§ **Exercise set**
• 1. Answer these questions from the text on Marina Bay Sands marketing:
(a) What percentage of surveyed marketers said understanding consumer markets needed more investment?
(b) What position does Maunik Thaker hold at Marina Bay Sands?
(c) In what field did Thaker's career history lie?
• 2. Write the next part of the text on Marina Bay Sands marketing, starting after its final sentence.

§ **Text**
● ● ● ● ● ● ●
Despite there being concern for wastage in the complexity of the execution, brands that were surveyed for the book said more investment was needed to understand consumer markets. Some 55.2% of marketers said it could do with more investment, versus 6.9% who thought this was well funded and 37.9% who thought sufficient budget had been allocated.
For Marina Bay Sands, a tourism property in Singapore that has a lot of choice for potential customer experiences (hotel, casino, shopping and museums), senior vice president of marketing Maunik Thaker, said the complexity plays into the brand’s favour.
“The key is not just the building, which is now seven years old. How do you bring them back? It’s not the building; it’s a bucket list, it’s ticked. No one wants to go back to Eiffel Tower again and again. So we focus on consumers and the emotional connect. If I am just the same to every person then it’s the building and nothing else. We are lucky we have so many different touchpoints because we can create experiences that really create an emotional connect with brand,” he explained.
Thaker said his career history in analytics had helped forge this point of view, because data was becoming increasingly important to tailoring the experiences and driving a more emotional experience.
“What our focus today is that the use of data and tech can go a heck of a long way to improving the consumer experience. As you walk in, we know the experience is far from good and it is not what we are proud of. People don’t want to be in a queue and if you make people check in at a desk you are going to have queues. People don’t want to interact with someone at the desk or concierge, we think people want a personal touch and need to meet five people talk to before they reach the room but they don’t want that do that. They want to go straight to the room, go up to the pool and hopefully take a selfie,” he argued.
● ● ● ● ● ● ●
§ **Provided material**

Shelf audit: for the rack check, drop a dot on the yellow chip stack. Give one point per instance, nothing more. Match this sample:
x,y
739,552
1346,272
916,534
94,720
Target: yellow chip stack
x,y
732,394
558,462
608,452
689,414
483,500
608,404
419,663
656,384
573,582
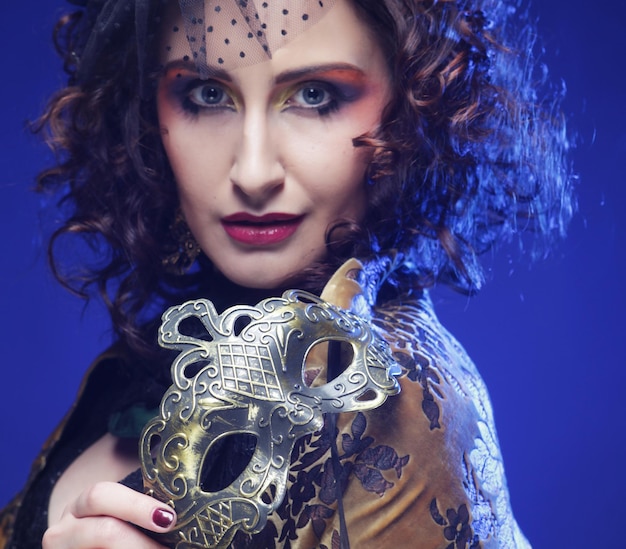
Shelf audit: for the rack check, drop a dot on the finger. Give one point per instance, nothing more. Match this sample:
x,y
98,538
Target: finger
x,y
100,532
115,500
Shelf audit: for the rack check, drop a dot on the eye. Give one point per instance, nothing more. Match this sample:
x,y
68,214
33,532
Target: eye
x,y
312,96
209,95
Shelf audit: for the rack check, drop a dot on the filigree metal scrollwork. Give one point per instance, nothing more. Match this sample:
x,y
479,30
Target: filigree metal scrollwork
x,y
250,380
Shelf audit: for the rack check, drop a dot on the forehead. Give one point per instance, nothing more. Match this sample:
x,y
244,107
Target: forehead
x,y
235,33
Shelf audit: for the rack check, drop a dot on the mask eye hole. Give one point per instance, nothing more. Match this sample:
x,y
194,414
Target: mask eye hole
x,y
192,326
325,361
240,324
192,369
225,460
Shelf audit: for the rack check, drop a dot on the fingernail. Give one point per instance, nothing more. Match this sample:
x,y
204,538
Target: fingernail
x,y
163,517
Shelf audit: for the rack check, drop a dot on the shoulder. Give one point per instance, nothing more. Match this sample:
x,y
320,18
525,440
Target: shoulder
x,y
453,438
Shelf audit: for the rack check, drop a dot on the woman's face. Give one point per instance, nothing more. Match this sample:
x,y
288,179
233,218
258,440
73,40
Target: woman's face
x,y
263,154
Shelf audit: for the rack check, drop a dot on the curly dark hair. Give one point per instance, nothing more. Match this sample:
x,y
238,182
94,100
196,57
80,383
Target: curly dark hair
x,y
467,153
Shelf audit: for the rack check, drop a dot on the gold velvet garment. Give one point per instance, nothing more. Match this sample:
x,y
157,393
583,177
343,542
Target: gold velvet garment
x,y
422,471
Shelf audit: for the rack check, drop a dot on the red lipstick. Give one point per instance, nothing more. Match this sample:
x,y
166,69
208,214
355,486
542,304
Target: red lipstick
x,y
263,230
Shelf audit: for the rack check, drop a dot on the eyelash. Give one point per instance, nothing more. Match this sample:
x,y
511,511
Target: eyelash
x,y
187,90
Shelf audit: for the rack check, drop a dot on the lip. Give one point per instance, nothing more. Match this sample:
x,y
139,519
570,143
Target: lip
x,y
263,230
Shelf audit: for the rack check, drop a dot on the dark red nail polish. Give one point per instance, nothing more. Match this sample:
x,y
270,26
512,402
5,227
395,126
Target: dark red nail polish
x,y
162,517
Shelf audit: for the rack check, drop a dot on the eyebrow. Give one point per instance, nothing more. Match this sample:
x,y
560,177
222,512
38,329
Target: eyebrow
● ● ● ● ● ● ●
§ **Task answers**
• 1.
(a) 55.2%
(b) Senior vice president of marketing
(c) Analytics

• 2.
To turn the complexities into the opportunity that Thaker believes in, R3’s Goh said the key is for brands to continue to partner with agencies but rethink what that relationship means. With brands using more data and needing a closer relationship with customers, the agencies also need to be a part of this.
“The question for you is; are you working with the right ones? You need to give you your best and it is not always about the size of the budget but about bringing them along and treating them as partners, not vendors.”
Goh said that in order to fulfill this, agencies themselves needed to transform and noted the work of Singapore government department, the Economic Development Board, in creating centres of excellence and investing in training, technology and talent alongside agencies in Singapore.
“It is not surprising, because it’s the same disruption, that the same agency partners are feeling same heat. They are trying to evolve to be more relevant, they have the same constraints on talent and resource and not move fast enough. It will be interesting to see how they reinvent themselves. In Asia we have an opportunity to do it faster than more mature regions. With the right encouragement, from programmes like the EDB, which is encouraging centres of excellence, we can try and crack the code for Asia,” she concluded.